* Data to examine:
Segment Open

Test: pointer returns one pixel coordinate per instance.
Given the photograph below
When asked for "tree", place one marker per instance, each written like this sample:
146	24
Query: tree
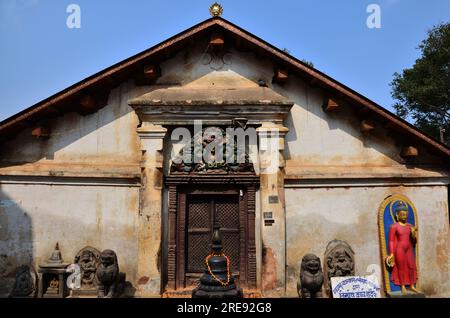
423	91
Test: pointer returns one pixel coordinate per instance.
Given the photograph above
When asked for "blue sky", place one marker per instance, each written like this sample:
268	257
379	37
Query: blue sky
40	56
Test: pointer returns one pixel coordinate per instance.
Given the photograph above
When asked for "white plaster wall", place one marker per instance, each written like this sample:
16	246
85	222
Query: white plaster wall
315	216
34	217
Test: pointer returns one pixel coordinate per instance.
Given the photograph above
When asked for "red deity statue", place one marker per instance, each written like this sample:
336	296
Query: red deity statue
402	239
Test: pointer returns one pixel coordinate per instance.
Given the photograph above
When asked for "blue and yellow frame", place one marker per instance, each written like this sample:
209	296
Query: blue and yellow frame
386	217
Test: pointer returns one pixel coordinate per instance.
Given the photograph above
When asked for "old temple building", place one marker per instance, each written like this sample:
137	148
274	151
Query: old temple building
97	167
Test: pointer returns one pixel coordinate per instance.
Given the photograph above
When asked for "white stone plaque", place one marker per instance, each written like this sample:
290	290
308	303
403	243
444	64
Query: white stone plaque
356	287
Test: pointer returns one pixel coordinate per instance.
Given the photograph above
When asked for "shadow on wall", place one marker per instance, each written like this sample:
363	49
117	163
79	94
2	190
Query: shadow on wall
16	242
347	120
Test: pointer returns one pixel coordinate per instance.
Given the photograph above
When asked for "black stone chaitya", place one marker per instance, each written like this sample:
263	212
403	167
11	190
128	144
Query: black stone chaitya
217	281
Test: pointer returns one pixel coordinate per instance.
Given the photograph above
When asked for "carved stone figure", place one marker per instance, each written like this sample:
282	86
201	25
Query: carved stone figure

Segment Closed

Output the records above in their entirety and exactly, leaving out all images.

Test: pointer returns one pixel coordinate per instance.
Given the photograph below
When asked for "tree", place one marker per instance, each written like this sample:
146	24
Query: tree
423	91
Test: pointer returns one pixel coordinate per instance.
Given the photograph above
When asked for "blue sky", place one marker per instance, each written like this sample:
268	257
379	37
Query: blue sky
40	56
Test: pointer returns one pixel coordinate per instance.
Given the photograph above
When asked for "white plaster wall", place one marker per instance, each written like this sample:
16	246
85	222
Query: white plaster wall
315	216
34	217
Test: pointer returns one pixel coordinate per instance.
Given the photograph above
When asked for "red deity statue", place one marker per instance, each written like this sample:
336	296
Query: red deity statue
402	239
Test: pointer returns one pixel coordinate per instance.
Given the photograph above
When asked for "blue and yellow frame", place one marker per instance, each written like this sample:
209	296
Query: blue and yellow frame
386	217
Test: pointer returns one pixel coordinate per instance.
Given the photograph above
When asked for "old temple building", place one marker per instance, each written like this sample:
137	148
274	151
Query: old temple building
97	167
Test: pointer returns one pixel coordinate per instance.
Given the photograph above
When asked for "white stone plaque", place one marker per instance, each written like this sample:
290	290
308	303
403	243
444	64
Query: white stone plaque
356	287
Test: pointer returns one pixel coordinate per instance.
Given the photograph above
When asked for "shadow on wall", place one marker per instance, each written like this sample:
363	49
117	163
79	94
2	190
Query: shadow on wall
16	242
347	120
Test: pointer returns one pixel coordinate per instance.
Given the photograph above
When asked for "black stone chaitya", place one marker per instance, each written like this sample:
263	212
403	167
11	190
128	144
Query: black stone chaitya
217	281
Test: pointer returns one pixel coordinate per instance.
Given the photograph above
When asked for "carved stone figure", place one marker per instance, each written like this sample:
282	86
201	25
Query: carved stone figure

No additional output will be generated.